--- start of Passage ---

Tunstall et al: Chapter 02: Text Classification
Metadata
Title: Text Classification
Number: 2
Book: Tunstall et al: Natural Language Processing with Transformers
Intro
Until 2018, the DL approach to tackling text classification involved finding a suitable neural architecture for the task and training it from scratch on a dataset of labeled data. This had three main drawbacks:
You needed a lot of labeled data to train accurate CNNs or RNNs
Training from scratch was time consuming and expensive
The trained model couldn’t be easily adapted to other tasks (eg different labels)
These limitations are overcome by transfer learning. We’ll focus here on a famous Transformer model called BERT (Bidirectional Encoder Representations from Transformers), and its use in Hugging Face.
Inspecting Datasets
The Hugging Face Datasets hub stores a lot of NLP benchmark datasets and metrics. The library accompanying it is designed to load and process them efficiently and simplify interoperability between NumPy, Pandas, PyTorch, and TensorFlow.
We can get a list of them by doing: from datasets import list_datasets
and then datasets = list_datasets()
Or more involved:
from datasets import list_datasets, load_dataset
metadata = list_datasets(with_details=True)[datasets.index("emotion")]
print(metadata.description)
print(metadata.citation)
emotions = load_dataset("emotion") # returns DatasetDict
train_ds = emotions["train"] # returns Dataset
len(train_ds)

--- end of Passage ---
--- start of Recorded information ---

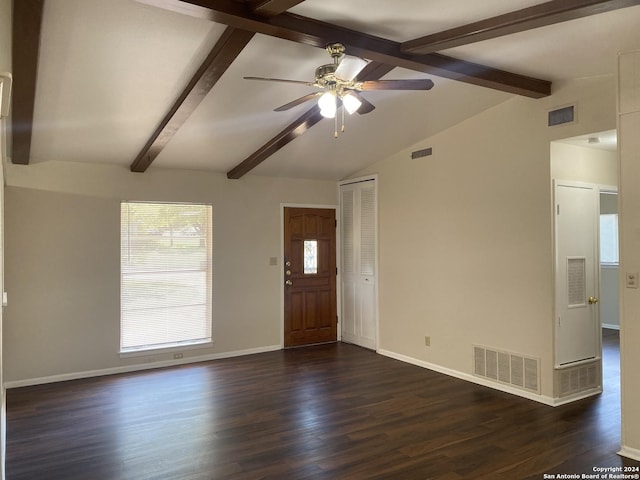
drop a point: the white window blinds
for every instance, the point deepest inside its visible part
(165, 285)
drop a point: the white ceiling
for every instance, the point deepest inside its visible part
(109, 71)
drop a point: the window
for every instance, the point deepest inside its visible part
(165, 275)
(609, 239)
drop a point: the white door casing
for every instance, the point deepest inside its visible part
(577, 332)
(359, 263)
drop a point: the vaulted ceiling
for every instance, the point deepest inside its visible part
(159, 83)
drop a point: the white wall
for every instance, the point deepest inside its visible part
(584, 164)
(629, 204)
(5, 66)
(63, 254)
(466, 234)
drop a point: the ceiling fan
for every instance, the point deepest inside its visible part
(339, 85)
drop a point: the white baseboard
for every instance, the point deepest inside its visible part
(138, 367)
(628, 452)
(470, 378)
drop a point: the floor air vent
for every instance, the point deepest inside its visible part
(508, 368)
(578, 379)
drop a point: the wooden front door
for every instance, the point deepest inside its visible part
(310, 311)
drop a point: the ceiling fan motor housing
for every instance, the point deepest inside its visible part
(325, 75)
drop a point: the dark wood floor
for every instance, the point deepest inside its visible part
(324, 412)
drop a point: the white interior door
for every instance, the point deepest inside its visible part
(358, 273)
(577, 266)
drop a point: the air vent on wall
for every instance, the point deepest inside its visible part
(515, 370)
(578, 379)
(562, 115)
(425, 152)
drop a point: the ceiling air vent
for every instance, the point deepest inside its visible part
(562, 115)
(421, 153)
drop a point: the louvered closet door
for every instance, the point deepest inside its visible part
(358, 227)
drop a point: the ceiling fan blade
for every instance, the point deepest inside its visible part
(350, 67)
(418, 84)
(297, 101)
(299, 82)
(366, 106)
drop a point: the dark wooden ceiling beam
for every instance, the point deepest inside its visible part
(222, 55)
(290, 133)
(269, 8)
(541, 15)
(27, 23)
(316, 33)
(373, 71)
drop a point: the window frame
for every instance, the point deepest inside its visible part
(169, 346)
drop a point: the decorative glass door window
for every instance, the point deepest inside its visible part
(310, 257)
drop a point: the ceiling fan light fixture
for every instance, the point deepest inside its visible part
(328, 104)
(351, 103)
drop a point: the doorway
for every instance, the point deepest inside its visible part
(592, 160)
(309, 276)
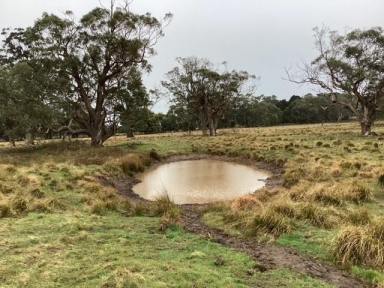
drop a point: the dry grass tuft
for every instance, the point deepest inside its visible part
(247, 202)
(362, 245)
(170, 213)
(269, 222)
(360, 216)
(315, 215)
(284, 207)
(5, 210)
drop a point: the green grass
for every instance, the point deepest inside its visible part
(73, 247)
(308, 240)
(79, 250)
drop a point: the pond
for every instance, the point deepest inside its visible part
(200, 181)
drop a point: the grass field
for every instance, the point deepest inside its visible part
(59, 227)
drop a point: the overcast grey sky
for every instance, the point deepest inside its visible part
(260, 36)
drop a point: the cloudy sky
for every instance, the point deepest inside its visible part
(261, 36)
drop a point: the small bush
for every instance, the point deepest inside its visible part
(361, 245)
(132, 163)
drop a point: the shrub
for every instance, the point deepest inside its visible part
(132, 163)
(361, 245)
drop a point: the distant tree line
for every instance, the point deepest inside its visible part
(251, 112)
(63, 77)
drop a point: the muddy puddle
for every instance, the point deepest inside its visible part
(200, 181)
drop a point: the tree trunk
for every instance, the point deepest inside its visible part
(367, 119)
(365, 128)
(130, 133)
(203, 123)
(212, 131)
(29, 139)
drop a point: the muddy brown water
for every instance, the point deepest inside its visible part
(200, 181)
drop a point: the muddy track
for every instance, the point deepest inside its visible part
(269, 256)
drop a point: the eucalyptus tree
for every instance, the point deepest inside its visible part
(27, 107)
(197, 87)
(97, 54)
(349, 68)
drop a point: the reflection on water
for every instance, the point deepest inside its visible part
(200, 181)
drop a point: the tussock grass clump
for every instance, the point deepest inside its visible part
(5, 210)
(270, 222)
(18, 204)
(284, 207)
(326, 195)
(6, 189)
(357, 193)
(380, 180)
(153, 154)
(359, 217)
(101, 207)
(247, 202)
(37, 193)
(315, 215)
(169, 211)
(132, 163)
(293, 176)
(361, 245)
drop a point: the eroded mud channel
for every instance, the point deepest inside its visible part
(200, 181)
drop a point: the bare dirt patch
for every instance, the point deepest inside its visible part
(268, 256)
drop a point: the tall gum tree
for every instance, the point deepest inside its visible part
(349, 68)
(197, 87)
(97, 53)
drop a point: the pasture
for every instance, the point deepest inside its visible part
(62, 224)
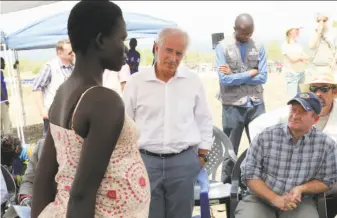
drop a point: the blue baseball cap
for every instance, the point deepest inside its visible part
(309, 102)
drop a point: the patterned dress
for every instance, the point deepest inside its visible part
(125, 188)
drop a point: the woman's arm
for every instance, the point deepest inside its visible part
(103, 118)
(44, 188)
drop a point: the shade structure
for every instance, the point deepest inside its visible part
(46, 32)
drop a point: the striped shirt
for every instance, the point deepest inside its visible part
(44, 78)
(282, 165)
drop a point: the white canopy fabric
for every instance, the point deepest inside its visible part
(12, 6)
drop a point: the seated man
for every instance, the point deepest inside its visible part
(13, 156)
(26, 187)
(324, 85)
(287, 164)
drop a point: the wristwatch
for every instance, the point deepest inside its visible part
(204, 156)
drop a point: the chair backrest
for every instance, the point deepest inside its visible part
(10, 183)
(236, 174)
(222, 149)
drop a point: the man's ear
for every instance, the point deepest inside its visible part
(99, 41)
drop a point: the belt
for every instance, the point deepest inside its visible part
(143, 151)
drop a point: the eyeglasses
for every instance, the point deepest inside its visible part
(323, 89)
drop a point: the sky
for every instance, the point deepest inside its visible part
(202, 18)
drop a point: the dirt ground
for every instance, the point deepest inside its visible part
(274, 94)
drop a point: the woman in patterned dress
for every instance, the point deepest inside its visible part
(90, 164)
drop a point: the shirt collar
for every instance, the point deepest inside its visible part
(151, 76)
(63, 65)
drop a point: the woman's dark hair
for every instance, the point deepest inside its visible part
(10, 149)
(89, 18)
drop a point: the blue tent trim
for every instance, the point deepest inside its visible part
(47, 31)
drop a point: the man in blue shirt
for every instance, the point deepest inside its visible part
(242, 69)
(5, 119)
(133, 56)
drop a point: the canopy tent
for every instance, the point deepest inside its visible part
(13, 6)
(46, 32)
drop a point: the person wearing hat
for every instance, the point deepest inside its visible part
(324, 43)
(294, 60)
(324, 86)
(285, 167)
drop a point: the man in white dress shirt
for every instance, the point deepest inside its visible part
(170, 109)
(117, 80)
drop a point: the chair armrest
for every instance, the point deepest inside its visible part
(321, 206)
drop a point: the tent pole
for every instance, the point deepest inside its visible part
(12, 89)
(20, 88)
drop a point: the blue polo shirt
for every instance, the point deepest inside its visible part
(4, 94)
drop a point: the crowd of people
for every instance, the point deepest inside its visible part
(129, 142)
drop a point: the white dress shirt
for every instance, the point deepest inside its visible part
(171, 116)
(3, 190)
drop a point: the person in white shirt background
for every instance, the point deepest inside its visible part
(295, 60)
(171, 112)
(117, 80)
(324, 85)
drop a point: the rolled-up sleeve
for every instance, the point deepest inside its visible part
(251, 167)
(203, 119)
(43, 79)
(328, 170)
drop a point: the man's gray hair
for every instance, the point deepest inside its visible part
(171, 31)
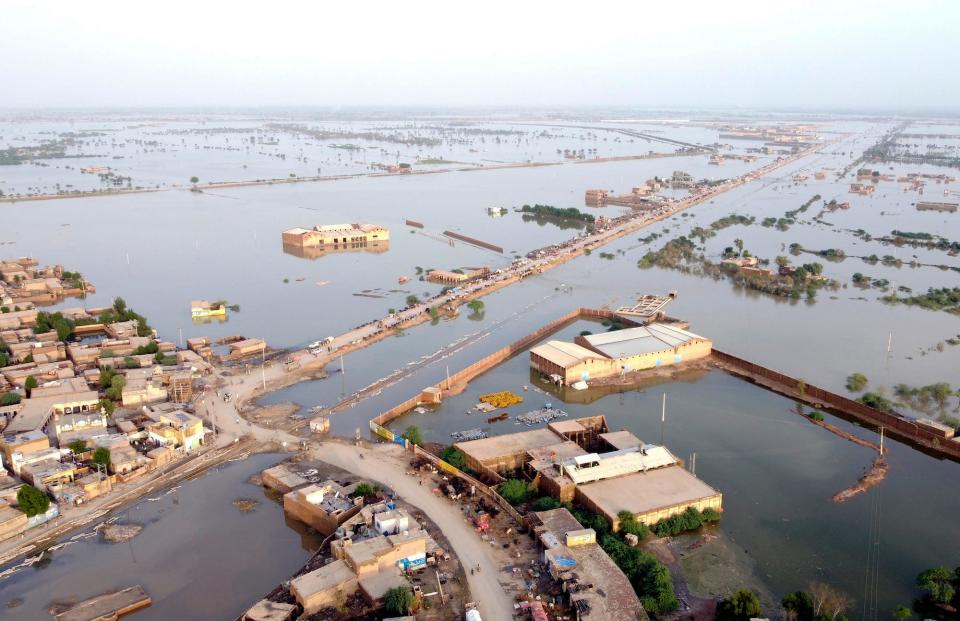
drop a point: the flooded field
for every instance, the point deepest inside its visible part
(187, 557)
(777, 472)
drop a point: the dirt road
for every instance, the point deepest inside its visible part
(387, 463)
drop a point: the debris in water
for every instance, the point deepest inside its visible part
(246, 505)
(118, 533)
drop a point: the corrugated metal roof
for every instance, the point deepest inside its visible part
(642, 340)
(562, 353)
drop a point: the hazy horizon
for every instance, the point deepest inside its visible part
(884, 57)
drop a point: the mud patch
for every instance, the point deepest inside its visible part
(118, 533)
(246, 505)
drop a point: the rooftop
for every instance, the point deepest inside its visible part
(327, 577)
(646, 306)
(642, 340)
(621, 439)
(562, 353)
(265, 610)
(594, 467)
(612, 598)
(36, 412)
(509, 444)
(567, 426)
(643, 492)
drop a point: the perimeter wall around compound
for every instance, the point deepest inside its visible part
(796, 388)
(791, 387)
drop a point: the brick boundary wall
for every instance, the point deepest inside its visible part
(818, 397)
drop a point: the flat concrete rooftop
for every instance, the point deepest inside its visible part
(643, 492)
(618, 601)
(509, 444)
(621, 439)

--- end of Recorded information ---

▶ [Jobs]
**1.** In one to three sentences, explain why the text classification notes call the pre-2018 deep learning approach limited, and name what overcomes those limits.
**2.** Answer these questions from the text classification notes:
(a) What does the name BERT stand for?
(b) Between which four tools does the library accompanying the Hugging Face Datasets hub simplify interoperability?
(c) According to the code comment, what does load_dataset("emotion") return?
**3.** Write a continuation of the text classification notes, starting after their last line.

▶ [Answers for the tasks]
**1.** The approach meant finding a suitable neural architecture and training it from scratch on labeled data. That required a lot of labeled data to train accurate CNNs or RNNs, made training time-consuming and expensive, and produced a model that couldn't easily be adapted to other tasks, such as different labels. Transfer learning overcomes these limitations.

**2.**
(a) Bidirectional Encoder Representations from Transformers.
(b) NumPy, Pandas, PyTorch, and TensorFlow.
(c) A DatasetDict.

**3.**
train_ds[:5] # first five items
train_ds.column_names
train_ds.features # see the types and values of the column
train_ds['text'][:5] # just the first five texts
Note load_dataset can be used to load data from a CSV file: load_dataset("csv", data_files="my_texts.csv")
For more on loading local files see the docs
The dataset returned will be a DatasetDict
, similar to a Python dictionary, with keys corresponding to a split. For examples emotions["train"]
. The value at each key index will be a Dataset
object, again like a Python dict.
datasets.Dataset
is like an ordinary Python container, you can index it by integer, query its length etc. It’s based on Apache Arrow, a typed columnar format.
Integration with Pandas and Data Exploration
Sometimes we want to use a high-level API like Pandas to visualize or analyze the dataset. We do this with the set_format
method which changes the output format of the Dataset object. It doesn’t change the underlying data format so you can change it again later when you want a different output.
import pandas as pd
#previous code assumed
emotions.set_format(type="pandas")
df = emotions["train"][:]
# this is needed if we want to display the label name
# rather than an integer representation
def label_int2str(row, split):
return emotions[split].features["label"].int2str(row)
df["label_name"] = df["label"].apply(label_int2str, split="train")
display_df(df.head(), index=None)
We can do some simple visualizations to inspect the data:
import matplotlib.pyplot as plt
# Bar plot of the category counts
df["label_name"].value_counts(ascending=True).plot.barh()
plt.title("Category Counts")
# Box plot of the lengths of our texts
df["Words Per Document"] = df["text"].str.split().apply(len)
df.boxplot("Words Per Document", by="label_name", grid=False, shofliers=False, color="black")
plt.subtitle("")
plt.xlabel("")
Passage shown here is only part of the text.